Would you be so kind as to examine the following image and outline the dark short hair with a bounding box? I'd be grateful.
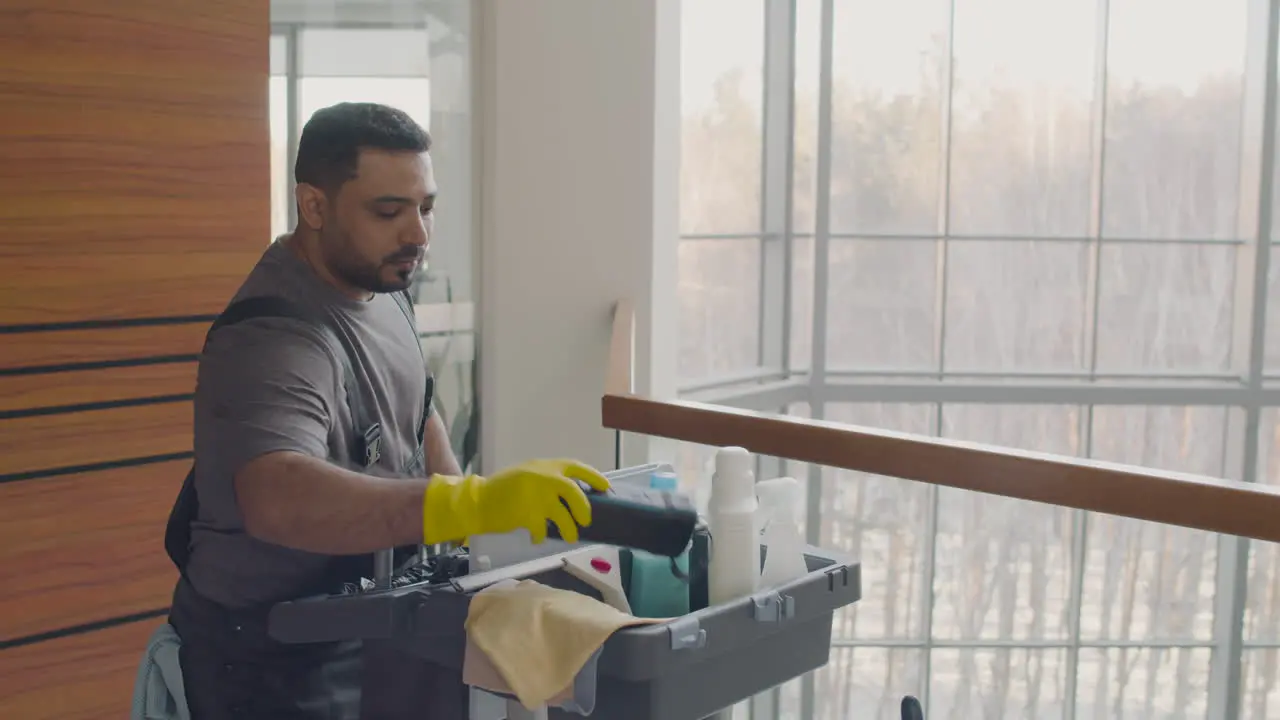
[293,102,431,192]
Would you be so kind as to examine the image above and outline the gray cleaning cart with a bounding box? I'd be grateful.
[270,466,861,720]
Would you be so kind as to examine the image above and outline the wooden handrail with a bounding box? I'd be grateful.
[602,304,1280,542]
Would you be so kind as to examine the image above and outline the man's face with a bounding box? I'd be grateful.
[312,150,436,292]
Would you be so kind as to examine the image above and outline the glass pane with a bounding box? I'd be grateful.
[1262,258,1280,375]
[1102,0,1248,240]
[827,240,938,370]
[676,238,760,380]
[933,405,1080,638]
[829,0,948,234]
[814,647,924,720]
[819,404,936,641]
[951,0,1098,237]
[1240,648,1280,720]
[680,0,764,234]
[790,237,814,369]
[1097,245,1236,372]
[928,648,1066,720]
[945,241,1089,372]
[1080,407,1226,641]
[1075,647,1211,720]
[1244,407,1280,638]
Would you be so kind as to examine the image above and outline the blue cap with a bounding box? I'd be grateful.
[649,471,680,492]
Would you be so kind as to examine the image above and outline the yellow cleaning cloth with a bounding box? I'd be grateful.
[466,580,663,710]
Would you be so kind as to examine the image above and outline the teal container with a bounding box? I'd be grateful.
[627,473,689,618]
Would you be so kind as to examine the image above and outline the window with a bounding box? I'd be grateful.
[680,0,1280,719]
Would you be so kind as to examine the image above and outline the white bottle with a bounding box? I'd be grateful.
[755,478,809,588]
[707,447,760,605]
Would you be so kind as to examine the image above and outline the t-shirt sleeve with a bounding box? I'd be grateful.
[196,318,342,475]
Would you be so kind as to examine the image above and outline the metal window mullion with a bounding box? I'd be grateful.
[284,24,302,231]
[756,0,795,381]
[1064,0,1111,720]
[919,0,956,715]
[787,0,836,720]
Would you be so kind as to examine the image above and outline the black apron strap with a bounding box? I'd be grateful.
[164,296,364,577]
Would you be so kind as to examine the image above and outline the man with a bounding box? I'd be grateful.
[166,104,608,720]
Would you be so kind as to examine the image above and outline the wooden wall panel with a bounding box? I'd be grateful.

* * *

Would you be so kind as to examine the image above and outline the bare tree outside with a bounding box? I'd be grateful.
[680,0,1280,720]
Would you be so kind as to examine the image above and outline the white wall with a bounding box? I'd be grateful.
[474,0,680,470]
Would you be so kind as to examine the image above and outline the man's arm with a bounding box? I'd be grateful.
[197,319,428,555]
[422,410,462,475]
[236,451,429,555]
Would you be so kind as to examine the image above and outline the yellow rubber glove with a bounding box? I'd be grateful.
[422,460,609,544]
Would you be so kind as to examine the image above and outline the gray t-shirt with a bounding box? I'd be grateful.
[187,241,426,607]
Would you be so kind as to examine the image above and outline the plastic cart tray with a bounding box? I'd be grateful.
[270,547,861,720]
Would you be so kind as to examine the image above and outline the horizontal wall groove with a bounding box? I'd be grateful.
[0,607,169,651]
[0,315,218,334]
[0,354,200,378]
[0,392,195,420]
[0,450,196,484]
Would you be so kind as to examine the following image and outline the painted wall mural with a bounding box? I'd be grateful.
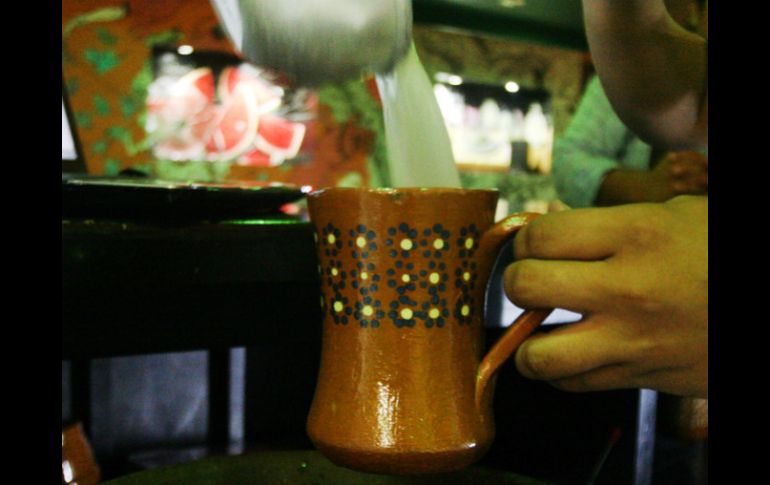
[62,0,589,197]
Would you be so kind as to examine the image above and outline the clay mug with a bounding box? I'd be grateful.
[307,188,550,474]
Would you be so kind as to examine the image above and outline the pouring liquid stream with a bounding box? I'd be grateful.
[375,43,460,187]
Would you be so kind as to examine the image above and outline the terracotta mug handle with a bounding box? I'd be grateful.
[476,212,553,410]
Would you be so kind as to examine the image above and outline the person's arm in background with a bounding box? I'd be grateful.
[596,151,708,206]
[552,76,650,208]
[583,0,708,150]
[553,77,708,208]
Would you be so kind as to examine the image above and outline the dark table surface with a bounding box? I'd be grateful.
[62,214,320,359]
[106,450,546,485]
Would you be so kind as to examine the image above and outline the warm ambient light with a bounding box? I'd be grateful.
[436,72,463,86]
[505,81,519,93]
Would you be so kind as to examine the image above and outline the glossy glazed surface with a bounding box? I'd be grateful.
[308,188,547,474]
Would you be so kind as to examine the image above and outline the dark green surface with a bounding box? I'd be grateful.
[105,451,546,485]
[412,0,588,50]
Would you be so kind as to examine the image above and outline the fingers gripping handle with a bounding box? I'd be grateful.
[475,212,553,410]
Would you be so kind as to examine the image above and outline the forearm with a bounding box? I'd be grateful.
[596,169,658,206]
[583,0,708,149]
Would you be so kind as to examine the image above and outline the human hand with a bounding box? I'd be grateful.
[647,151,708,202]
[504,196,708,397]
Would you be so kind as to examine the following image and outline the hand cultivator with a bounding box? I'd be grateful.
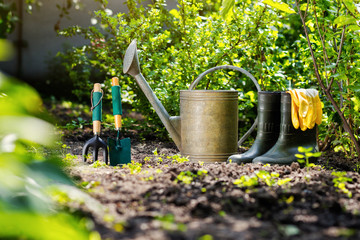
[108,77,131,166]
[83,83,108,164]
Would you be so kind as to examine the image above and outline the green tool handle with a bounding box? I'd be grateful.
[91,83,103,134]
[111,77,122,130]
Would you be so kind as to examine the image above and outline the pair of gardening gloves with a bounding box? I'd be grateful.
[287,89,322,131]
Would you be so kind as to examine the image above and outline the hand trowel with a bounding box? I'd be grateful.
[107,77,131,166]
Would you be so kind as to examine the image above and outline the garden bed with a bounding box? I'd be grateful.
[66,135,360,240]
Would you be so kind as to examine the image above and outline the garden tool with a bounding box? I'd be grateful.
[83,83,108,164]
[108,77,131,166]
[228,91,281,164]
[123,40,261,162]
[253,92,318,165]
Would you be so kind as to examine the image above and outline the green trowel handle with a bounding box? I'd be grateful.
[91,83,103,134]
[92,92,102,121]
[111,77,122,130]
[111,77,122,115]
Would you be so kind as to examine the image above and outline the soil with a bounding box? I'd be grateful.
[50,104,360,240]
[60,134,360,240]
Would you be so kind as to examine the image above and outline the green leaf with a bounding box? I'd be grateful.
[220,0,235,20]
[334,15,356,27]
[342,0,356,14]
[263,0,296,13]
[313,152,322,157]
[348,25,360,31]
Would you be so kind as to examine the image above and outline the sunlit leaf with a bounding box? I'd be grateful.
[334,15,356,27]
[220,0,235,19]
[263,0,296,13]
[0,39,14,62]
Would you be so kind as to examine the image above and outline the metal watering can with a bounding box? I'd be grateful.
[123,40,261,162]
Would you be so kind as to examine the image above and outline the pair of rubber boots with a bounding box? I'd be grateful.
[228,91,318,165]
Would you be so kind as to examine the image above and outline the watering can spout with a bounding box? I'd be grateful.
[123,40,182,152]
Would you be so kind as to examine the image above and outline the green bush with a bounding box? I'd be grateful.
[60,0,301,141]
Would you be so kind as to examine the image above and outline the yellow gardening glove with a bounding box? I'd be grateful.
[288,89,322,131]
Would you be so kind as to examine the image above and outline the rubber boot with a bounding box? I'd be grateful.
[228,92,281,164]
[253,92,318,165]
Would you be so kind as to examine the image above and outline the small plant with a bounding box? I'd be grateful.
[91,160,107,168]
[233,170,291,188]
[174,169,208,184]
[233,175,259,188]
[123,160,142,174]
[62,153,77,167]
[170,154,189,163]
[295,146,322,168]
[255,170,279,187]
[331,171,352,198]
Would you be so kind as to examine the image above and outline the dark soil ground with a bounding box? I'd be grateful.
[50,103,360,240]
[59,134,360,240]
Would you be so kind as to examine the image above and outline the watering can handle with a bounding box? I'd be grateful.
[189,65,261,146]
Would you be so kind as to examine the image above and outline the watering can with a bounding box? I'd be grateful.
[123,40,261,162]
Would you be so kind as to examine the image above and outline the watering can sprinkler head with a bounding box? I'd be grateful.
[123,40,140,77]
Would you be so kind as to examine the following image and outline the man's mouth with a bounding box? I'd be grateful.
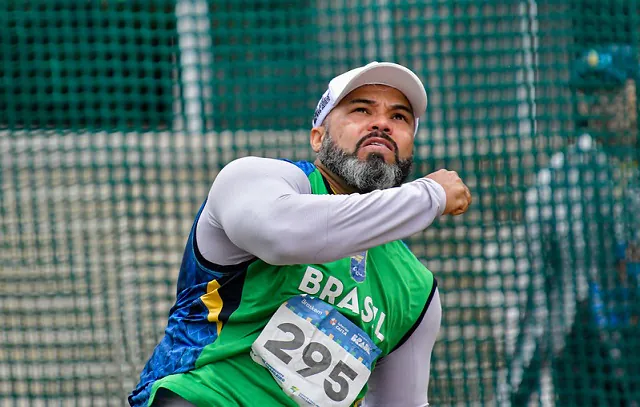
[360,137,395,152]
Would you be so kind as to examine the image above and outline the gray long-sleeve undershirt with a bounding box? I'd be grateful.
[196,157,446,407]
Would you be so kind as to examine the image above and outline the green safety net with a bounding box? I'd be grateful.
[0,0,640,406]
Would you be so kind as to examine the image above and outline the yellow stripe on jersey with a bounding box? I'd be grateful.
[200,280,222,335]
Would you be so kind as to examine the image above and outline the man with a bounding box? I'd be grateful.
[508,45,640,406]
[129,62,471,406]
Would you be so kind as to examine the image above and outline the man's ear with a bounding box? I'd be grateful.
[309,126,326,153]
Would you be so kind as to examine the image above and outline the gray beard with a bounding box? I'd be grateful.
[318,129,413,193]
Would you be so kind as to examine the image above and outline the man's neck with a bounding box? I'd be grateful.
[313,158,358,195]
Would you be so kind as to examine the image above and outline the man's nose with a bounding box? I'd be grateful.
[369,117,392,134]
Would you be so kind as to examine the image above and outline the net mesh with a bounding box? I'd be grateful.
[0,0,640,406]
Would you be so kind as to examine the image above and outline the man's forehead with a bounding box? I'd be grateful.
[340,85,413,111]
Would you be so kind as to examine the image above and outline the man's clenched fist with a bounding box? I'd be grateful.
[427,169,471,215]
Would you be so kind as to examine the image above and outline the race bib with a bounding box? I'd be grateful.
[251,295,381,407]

==

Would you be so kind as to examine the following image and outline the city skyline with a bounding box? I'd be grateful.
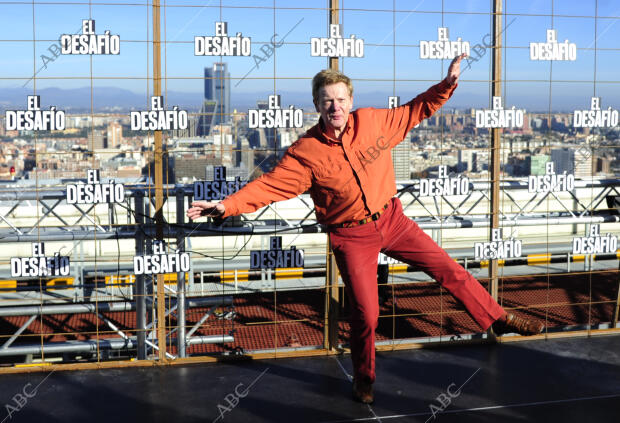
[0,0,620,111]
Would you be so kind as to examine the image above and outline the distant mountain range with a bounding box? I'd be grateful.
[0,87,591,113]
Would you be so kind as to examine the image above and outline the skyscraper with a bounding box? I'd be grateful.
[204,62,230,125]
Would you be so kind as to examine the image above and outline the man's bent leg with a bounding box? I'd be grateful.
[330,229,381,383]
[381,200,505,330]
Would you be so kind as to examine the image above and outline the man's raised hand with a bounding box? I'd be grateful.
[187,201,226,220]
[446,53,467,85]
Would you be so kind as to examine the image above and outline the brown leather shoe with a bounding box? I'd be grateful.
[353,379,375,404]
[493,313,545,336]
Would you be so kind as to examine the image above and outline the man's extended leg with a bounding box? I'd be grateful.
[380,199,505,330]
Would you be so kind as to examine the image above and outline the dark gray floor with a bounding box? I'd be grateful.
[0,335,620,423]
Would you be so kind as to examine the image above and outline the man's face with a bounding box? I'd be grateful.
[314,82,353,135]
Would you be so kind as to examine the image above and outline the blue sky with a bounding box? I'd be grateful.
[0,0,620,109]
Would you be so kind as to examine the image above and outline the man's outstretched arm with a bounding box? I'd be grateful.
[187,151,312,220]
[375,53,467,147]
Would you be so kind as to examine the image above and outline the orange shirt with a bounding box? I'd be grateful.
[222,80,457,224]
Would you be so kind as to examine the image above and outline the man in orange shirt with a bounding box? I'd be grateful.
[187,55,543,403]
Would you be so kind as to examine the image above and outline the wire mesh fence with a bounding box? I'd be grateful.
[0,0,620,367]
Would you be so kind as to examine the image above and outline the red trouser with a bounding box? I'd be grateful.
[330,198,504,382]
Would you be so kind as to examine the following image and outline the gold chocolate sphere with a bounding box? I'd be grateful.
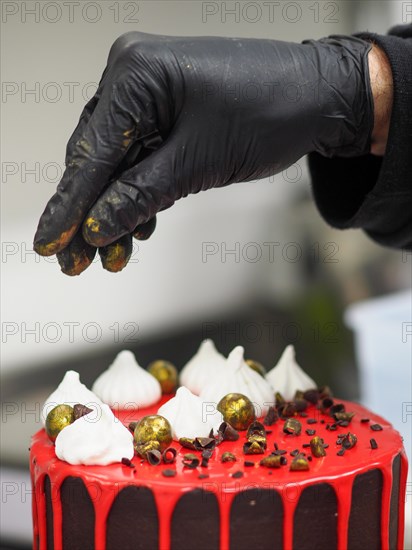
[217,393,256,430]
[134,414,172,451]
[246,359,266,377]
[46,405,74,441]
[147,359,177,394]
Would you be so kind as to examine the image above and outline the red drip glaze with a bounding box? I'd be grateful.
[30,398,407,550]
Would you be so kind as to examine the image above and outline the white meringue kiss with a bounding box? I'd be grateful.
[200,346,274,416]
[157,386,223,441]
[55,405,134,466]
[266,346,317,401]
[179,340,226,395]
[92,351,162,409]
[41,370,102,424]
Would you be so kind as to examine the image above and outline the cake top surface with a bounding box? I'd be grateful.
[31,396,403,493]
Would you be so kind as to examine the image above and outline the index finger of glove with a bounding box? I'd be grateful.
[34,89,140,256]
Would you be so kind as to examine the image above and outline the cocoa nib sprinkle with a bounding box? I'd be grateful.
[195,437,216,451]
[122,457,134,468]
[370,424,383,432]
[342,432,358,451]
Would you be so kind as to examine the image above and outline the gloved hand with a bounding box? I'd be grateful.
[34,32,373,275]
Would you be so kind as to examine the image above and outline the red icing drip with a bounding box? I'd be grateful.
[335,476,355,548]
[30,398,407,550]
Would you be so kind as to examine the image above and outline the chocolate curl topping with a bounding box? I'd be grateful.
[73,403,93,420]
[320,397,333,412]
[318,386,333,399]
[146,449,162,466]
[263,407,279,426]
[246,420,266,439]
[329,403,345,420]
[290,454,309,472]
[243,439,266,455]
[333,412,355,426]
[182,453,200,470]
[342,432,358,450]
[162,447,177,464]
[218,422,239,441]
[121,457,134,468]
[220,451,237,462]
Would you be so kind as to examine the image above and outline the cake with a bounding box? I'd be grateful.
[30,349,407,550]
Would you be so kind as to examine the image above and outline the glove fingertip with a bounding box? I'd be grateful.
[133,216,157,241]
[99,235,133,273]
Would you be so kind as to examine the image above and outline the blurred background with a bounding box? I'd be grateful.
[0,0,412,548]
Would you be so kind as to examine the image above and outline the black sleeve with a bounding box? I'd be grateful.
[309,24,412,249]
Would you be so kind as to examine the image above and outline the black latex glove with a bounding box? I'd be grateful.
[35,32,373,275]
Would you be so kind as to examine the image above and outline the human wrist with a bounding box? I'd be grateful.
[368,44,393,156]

O QUE SE PEDE: Organize como CSV de duas colunas, entrada e saída, o material que vai da linha com "spout with a bounding box? I'd be grateful." até a linha com "[123,40,182,152]", inclusive. Cada linha do CSV deve trazer o texto em entrada e a resposta correspondente em saída, cada um num único campo entre aspas e com as quebras de linha trocadas por espaços.

RESPOSTA CORRETA:
entrada,saída
"Would you be so kind as to examine the image above and outline the watering can spout with a bounding box? I'd be grateful.","[123,40,182,152]"